**PASSAGE PROVIDED**
· · · ·
Epoch 49/50 25000/25000 [==============================] - 343s 14ms/sample - loss: 3.9704e-08 - acc: 1.0000 - val_loss: 2.5788 - val_acc: 0.8144 
Epoch 50/50 25000/25000 [==============================] - 342s 14ms/sample - loss: 2.6915e-08 - acc: 1.0000 - val_loss: 2.6379 - val_acc: 0.8143

Similarly, I have also tested using one-dimensional convolutional filters of filter length 5 and the number of filters 128. The accuracy is:

Epoch 49/50 25000/25000 [==============================] - 8s 305us/sample - loss: 8.4205e-06 - acc: 1.0000 - val_loss: 2.8729 - val_acc: 0.7946
Epoch 50/50 25000/25000 [==============================] - 8s 305us/sample - loss: 5.2563e-06 - acc: 1.0000 - val_loss: 2.9401 - val_acc: 0.7948

We can see that 1D-convolutional neural nets are much faster than the LSTMs and GRUs, and also validation accuracy is relatively better.

Now let’s see the Learning curves for all the three sequence models with respect to Accuracy and Loss

In the above figure, we can see that the training accuracy reached almost 1.0. But the validation accuracy was better with LSTMs. However, there is clear overfitting of the training data. Because of this, there is a drop in the validation accuracy. Tweaking the hyper-parameters and stacking multiple LSTM layers would still smooth out the curve. Also, using the weights trained on a vast corpus would be a better option and achieve better performances.

Below are the plots for training loss and validation loss of the three models.
· · · ·
**DATA SECTION**
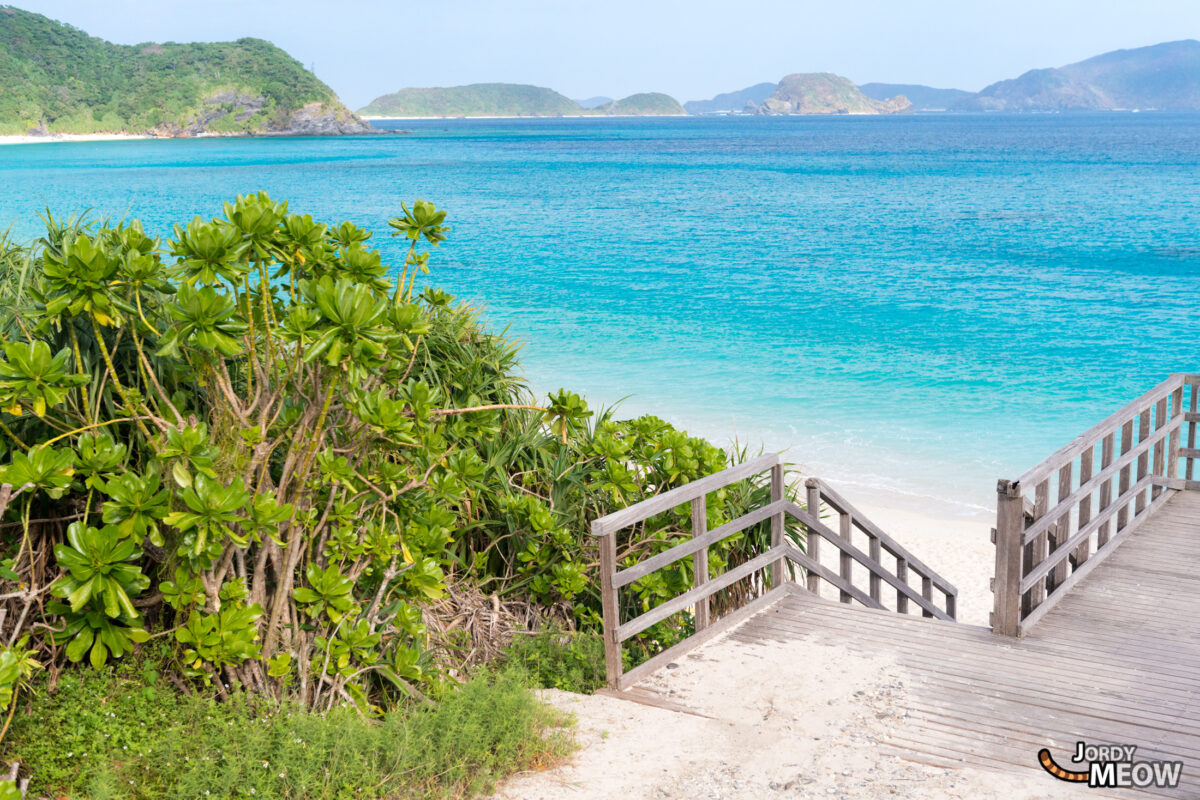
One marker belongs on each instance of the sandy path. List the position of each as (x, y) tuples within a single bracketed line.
[(791, 720)]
· · · ·
**SET EXERCISE**
Extend the passage comparing LSTM, GRU, and convolutional models, starting right after its final sentence. The material is separate from the passage comparing LSTM, GRU, and convolutional models.

**EXERCISE ANSWER**
From the above graph, we see that LSTMs performed better. The loss by the end 50th epoch is around 1.75. Using 1D-convolutional neural nets proved to be less successful as the loss is high. Model using GRUs achieved good accuracy, but the loss is relatively higher.

Conclusion:

So the neural models that preserve the sequence of text and their context not only perform better in tasks like sentence classification but also in predicting text i.e., creating text. However, the appropriate model to choose depends on the context and application. So in some cases, it might be beneficial to have simple models as compared to complex neural models.

Hope you enjoyed reading….please feel free to provide feedback. Thank you!.

References:

[1]: http://colah.github.io/posts/2015-08-Understanding-LSTMs/

[2]: https://www.tensorflow.org/tutorials/text/text_classification_rnn

[3]: https://machinelearningmastery.com/sequence-classification-lstm-recurrent-neural-networks-python-keras/

[4]: Lample, Guillaume, Miguel Ballesteros, Sandeep Subramanian, Kazuya Kawakami, and Chris Dyer. “Neural architectures for named entity recognition.” arXiv preprint arXiv:1603.01360 (2016).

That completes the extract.